◆ **Listed records**

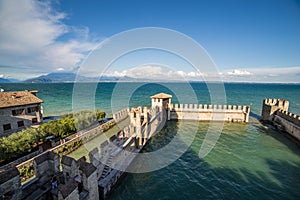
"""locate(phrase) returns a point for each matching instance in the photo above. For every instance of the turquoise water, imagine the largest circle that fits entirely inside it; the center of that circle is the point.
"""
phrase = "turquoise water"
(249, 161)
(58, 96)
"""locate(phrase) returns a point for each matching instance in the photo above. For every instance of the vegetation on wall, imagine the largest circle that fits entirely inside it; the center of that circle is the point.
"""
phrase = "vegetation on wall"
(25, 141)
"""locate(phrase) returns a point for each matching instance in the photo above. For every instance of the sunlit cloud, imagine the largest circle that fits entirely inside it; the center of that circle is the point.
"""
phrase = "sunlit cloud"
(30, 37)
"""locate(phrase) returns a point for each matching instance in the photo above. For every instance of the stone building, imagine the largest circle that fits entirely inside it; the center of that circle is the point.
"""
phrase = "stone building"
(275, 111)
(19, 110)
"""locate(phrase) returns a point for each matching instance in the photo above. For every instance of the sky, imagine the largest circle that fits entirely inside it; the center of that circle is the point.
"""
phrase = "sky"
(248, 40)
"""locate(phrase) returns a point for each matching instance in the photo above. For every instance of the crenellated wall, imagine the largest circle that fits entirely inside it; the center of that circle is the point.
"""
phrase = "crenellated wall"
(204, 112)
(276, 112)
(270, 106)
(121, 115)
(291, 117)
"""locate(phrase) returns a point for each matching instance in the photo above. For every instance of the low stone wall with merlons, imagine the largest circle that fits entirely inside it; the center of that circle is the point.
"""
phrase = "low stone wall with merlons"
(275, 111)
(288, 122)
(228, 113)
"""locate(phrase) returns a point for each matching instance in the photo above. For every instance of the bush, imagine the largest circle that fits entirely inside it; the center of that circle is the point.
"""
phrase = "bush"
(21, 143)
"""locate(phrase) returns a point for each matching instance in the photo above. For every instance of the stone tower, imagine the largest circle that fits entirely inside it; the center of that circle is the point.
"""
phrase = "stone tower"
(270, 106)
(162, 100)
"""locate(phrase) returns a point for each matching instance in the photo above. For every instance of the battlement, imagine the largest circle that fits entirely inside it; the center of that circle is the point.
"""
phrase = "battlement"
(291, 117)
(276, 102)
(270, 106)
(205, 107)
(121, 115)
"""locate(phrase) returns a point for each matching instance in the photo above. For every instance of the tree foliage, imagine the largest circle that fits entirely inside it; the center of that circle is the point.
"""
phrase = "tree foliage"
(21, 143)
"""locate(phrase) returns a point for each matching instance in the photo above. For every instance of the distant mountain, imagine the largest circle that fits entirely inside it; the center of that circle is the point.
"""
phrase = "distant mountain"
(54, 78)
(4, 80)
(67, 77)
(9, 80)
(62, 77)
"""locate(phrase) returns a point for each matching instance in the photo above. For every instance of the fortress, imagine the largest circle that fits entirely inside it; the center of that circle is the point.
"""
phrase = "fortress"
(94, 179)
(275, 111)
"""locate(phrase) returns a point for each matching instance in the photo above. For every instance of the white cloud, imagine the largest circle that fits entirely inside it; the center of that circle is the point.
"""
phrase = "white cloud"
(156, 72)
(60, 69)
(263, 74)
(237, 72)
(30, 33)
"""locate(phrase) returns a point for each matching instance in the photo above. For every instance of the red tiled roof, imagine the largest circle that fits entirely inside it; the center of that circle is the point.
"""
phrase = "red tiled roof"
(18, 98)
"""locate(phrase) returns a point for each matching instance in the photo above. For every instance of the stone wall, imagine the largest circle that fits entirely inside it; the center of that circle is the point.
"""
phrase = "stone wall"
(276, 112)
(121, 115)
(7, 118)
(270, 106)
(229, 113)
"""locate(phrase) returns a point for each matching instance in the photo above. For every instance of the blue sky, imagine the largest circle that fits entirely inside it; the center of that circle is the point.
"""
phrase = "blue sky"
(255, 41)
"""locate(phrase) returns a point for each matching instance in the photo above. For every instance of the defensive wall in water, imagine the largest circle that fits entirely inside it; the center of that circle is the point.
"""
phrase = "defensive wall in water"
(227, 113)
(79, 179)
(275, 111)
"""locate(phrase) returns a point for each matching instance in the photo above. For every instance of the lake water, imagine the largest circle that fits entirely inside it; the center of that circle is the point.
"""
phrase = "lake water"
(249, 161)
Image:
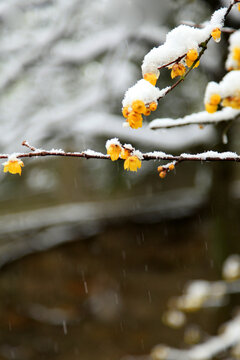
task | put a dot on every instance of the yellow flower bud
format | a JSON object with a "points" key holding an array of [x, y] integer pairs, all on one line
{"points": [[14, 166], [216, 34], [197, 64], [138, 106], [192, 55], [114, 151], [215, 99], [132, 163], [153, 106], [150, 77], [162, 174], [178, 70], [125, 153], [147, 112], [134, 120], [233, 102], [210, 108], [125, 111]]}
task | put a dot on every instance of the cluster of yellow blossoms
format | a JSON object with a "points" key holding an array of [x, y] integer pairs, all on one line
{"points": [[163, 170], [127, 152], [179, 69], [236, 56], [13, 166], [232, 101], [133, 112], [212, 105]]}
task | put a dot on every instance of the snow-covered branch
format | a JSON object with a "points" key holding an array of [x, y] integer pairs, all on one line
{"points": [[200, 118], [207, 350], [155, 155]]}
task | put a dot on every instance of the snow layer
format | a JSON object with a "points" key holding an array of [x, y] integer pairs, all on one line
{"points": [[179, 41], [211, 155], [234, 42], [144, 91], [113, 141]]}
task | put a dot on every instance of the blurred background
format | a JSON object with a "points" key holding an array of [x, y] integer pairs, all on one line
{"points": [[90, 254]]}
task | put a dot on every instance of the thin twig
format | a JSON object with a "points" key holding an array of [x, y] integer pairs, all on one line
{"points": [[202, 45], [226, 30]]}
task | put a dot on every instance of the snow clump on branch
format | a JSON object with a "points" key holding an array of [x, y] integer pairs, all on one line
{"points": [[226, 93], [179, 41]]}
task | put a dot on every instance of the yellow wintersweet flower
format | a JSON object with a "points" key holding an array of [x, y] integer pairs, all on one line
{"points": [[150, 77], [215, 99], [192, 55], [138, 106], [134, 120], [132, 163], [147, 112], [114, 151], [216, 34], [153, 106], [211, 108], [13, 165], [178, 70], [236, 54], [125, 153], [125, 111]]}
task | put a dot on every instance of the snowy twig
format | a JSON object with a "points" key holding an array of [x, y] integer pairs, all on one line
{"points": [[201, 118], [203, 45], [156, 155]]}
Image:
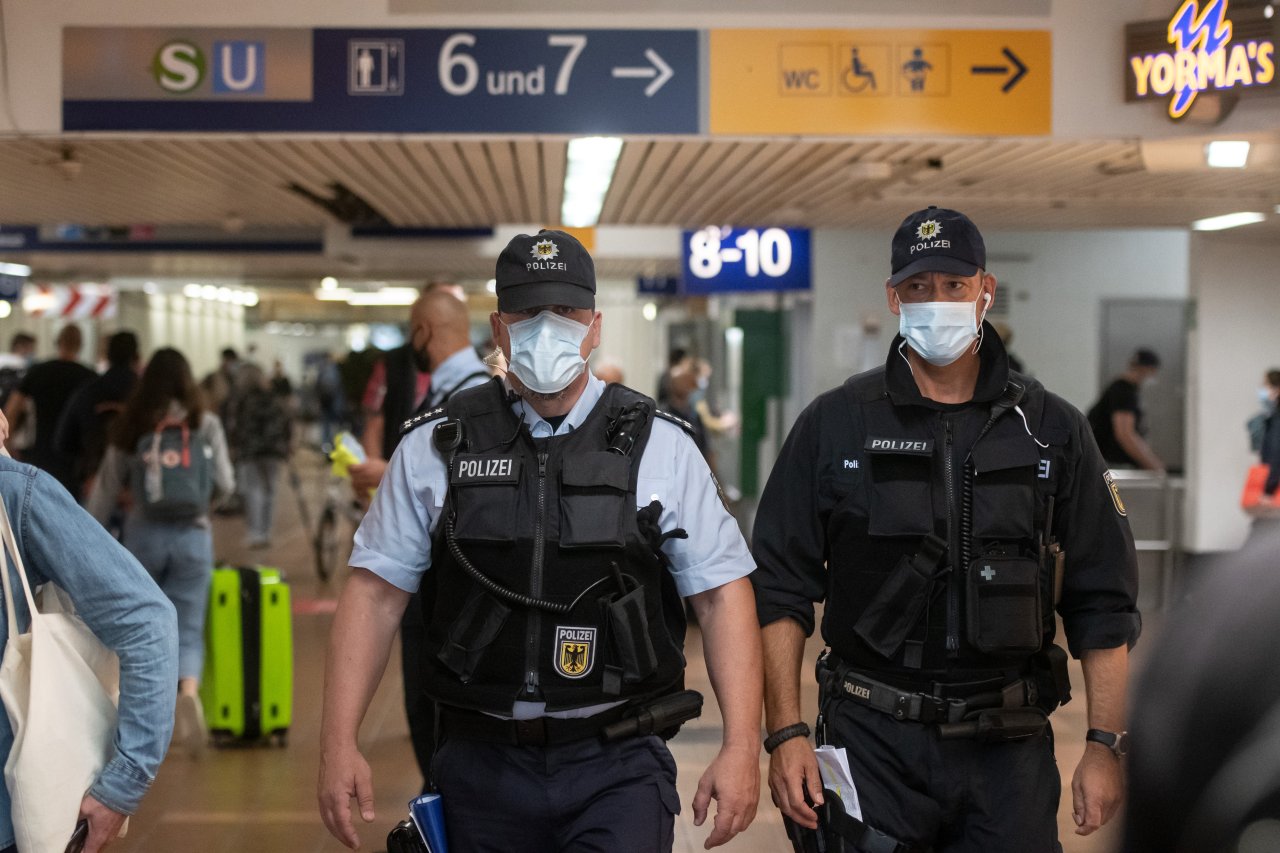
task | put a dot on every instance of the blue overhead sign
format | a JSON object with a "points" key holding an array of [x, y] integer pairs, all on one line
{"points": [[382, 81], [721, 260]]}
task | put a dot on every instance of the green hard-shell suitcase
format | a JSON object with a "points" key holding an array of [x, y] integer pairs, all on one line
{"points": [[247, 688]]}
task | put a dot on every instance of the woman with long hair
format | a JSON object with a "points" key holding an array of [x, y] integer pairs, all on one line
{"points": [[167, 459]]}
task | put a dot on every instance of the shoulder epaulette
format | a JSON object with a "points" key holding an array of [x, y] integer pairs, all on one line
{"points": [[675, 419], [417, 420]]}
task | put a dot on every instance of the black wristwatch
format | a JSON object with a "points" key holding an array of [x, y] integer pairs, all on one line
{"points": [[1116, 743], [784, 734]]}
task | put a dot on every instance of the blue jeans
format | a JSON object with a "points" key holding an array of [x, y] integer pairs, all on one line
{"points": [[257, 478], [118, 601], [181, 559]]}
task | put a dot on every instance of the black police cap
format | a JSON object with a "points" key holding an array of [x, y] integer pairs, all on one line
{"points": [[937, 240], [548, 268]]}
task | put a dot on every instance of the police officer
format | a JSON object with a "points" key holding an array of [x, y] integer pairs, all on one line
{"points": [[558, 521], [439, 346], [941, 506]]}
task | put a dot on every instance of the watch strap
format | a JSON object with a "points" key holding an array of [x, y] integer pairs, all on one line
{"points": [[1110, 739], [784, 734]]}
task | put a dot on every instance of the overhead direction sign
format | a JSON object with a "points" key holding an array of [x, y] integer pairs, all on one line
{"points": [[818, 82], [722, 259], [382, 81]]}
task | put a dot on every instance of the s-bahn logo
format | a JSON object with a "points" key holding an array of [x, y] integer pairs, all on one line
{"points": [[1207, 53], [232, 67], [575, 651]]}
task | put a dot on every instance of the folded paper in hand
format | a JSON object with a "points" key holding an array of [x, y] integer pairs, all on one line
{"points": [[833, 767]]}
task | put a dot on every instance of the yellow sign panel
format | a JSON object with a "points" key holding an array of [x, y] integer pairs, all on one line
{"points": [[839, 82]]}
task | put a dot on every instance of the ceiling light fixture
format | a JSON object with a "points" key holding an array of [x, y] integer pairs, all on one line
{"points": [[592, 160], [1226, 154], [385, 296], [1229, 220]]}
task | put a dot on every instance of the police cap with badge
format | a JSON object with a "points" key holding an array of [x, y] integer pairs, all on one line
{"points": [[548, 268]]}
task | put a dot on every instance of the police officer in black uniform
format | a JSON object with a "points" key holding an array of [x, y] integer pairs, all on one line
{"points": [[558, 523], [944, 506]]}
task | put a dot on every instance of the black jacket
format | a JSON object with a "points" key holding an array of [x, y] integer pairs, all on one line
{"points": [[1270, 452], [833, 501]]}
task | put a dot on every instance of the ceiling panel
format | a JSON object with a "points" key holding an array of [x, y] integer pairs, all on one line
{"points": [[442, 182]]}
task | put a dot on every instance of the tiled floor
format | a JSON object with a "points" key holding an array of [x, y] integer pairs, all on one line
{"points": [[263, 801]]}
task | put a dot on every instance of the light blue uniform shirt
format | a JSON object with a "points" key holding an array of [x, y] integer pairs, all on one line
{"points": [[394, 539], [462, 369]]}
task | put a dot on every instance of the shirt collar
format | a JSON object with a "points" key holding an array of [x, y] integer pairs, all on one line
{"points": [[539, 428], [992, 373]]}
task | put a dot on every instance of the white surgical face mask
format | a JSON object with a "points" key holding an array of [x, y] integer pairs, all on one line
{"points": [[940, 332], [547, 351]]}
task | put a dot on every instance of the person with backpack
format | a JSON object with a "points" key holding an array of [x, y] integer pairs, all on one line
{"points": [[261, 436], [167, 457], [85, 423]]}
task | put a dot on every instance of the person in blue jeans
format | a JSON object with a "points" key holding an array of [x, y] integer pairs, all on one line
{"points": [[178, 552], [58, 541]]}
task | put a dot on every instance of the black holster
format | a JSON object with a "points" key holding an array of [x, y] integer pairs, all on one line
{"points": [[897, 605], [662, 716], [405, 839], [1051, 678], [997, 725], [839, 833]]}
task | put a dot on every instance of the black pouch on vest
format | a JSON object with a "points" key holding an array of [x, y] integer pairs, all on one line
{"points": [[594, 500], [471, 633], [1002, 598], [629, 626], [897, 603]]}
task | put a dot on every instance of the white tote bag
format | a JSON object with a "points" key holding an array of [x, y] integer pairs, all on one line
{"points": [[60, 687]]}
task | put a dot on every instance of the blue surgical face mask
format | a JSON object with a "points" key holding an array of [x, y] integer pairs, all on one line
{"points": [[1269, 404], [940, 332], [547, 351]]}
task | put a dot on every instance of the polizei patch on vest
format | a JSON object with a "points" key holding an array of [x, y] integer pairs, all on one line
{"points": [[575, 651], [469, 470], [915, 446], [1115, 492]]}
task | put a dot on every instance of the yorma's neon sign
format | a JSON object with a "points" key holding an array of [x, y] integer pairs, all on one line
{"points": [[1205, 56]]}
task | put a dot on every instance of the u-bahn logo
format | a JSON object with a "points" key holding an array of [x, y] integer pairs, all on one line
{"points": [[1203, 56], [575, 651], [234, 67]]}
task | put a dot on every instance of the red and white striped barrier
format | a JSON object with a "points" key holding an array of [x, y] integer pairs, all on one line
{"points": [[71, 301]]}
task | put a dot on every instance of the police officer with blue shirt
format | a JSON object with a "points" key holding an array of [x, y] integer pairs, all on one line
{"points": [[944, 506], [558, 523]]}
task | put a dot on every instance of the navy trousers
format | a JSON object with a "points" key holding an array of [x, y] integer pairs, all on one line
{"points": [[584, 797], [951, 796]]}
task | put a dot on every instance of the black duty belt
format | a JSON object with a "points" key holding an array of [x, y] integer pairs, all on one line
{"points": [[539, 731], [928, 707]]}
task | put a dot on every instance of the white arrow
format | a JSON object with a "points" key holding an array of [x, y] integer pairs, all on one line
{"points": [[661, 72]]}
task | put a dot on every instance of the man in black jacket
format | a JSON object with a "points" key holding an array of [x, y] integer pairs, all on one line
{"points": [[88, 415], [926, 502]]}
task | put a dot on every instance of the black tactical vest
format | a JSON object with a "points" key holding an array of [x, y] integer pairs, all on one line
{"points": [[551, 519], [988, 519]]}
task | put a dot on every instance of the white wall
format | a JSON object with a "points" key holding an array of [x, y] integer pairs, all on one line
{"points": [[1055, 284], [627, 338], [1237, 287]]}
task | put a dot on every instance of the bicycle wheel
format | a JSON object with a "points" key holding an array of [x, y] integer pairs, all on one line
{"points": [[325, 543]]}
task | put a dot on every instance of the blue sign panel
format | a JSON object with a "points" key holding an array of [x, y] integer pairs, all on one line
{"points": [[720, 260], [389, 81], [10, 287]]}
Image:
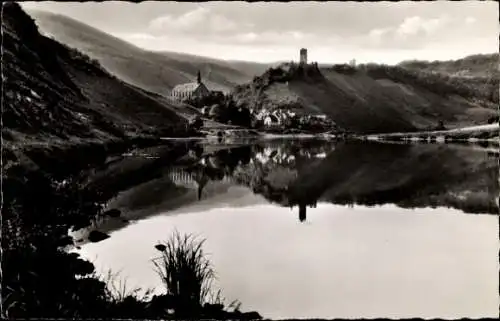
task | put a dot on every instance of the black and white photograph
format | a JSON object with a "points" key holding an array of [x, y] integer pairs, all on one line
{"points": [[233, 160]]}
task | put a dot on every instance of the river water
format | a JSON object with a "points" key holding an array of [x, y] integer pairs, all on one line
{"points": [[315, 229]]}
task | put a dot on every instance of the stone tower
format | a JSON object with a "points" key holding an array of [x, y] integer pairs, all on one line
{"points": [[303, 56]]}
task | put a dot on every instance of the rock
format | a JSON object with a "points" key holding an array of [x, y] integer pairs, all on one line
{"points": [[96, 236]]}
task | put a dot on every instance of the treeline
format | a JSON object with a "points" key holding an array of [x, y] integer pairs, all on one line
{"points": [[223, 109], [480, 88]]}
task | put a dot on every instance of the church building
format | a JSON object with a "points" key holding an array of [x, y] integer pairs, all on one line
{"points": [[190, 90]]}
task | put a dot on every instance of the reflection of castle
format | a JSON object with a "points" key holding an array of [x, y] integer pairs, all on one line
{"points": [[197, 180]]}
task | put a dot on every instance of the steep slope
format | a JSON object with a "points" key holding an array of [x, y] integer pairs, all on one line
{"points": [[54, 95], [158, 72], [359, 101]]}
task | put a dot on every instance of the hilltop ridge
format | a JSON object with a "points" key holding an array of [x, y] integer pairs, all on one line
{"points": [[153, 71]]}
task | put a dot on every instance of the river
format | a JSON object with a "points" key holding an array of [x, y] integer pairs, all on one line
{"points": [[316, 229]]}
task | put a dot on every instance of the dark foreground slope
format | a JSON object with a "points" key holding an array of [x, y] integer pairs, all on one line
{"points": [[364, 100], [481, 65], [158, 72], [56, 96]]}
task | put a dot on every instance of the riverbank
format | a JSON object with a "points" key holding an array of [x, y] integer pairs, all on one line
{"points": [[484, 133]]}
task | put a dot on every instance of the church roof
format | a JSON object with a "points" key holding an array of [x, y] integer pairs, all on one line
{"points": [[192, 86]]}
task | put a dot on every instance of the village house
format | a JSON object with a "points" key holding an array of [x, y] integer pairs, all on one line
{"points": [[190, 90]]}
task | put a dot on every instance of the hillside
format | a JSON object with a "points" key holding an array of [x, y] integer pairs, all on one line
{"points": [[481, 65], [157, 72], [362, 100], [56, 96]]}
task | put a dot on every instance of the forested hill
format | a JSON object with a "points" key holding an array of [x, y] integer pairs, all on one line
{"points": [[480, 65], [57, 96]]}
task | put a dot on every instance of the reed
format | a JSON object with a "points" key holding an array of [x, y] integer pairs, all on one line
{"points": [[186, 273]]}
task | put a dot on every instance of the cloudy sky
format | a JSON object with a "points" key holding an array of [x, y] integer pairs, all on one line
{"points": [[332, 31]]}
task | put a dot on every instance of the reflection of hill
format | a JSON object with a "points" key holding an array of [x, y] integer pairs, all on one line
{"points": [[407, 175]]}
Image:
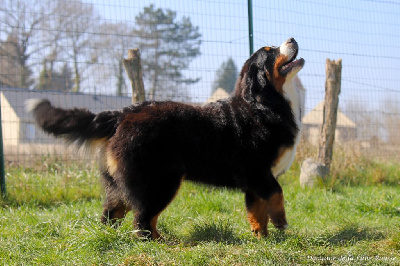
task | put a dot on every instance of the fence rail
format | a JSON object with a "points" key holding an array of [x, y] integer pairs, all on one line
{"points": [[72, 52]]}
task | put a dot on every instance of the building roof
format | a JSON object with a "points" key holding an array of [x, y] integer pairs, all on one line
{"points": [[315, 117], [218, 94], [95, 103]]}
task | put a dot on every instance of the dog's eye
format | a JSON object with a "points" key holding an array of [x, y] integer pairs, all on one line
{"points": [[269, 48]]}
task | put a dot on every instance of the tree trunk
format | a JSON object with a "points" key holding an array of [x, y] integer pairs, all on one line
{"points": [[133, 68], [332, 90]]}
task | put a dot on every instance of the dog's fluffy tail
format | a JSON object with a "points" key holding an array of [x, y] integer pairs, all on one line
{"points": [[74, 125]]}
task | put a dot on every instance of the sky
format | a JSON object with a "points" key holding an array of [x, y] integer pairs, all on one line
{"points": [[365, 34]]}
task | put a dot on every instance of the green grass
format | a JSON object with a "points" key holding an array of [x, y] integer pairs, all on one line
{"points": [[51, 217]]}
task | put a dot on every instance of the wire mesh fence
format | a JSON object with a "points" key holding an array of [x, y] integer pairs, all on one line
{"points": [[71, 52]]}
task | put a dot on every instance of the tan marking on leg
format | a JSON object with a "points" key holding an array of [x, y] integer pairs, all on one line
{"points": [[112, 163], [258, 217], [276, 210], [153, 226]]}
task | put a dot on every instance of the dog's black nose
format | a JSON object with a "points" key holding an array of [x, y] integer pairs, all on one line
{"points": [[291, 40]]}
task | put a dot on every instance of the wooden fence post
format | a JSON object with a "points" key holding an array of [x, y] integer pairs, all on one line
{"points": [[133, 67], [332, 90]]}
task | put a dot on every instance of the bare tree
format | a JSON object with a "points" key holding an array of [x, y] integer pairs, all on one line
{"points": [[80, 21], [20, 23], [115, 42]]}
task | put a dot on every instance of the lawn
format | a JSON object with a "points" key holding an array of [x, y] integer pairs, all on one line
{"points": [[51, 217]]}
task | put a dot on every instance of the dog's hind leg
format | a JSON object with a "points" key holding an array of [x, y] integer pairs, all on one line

◆ **Instructions to follow**
Going through the data, tally the lines containing "jeans" and report only the result.

◆ **Output for this exercise**
2